Task objective: Write out the entire listing below exactly, with the pictures left out.

────────────────

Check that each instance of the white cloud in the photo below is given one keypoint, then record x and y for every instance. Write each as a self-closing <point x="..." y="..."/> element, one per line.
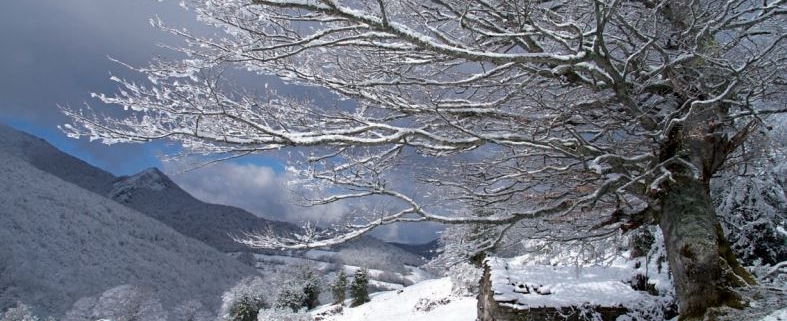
<point x="258" y="189"/>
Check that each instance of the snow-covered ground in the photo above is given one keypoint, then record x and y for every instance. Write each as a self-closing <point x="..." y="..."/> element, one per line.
<point x="534" y="286"/>
<point x="429" y="300"/>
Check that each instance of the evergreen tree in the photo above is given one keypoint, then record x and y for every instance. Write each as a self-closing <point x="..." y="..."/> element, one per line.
<point x="300" y="288"/>
<point x="358" y="289"/>
<point x="245" y="309"/>
<point x="19" y="313"/>
<point x="339" y="286"/>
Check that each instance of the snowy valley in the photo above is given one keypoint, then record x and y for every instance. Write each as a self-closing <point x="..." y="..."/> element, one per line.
<point x="81" y="244"/>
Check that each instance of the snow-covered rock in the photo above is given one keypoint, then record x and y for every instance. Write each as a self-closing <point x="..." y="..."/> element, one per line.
<point x="429" y="300"/>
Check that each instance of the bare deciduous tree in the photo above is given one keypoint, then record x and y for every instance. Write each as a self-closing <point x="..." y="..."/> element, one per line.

────────────────

Output for this exercise:
Check that each instance of the white cloud in the photo below is given one keypoint, then record x and y for every instance. Write each as a self-closing <point x="..." y="..."/> element, one per line.
<point x="258" y="189"/>
Check that each instance of the snow-covered ground in the photo above is given one keypoint, then record x and y for every instance. Write each as a self-closing <point x="..." y="..."/> element, one per line.
<point x="534" y="286"/>
<point x="429" y="300"/>
Check that each instance of the evergreen tree in the photo above is given one keypoint, then record x and y for every instance. Write each as a self-closing <point x="..." y="..."/> element, one per line.
<point x="300" y="288"/>
<point x="358" y="289"/>
<point x="245" y="309"/>
<point x="19" y="313"/>
<point x="339" y="286"/>
Check that each instance of the snowy valley in the photo above is given one keypoint, then record x and y for every instance. Write each as a self-closing <point x="..." y="..."/> element, one per line.
<point x="81" y="244"/>
Check that each instance of the snow-covered rock in the photo above is given one keypoint, then record x and y for every instance. Write each as a self-closing <point x="..." y="..."/> element, one per line.
<point x="429" y="300"/>
Check that each instance of the bare deciduous tree in the photo above is given one keypoint, then record x and y for every instance. Write each as a self-closing <point x="..." y="..."/> element, one per line.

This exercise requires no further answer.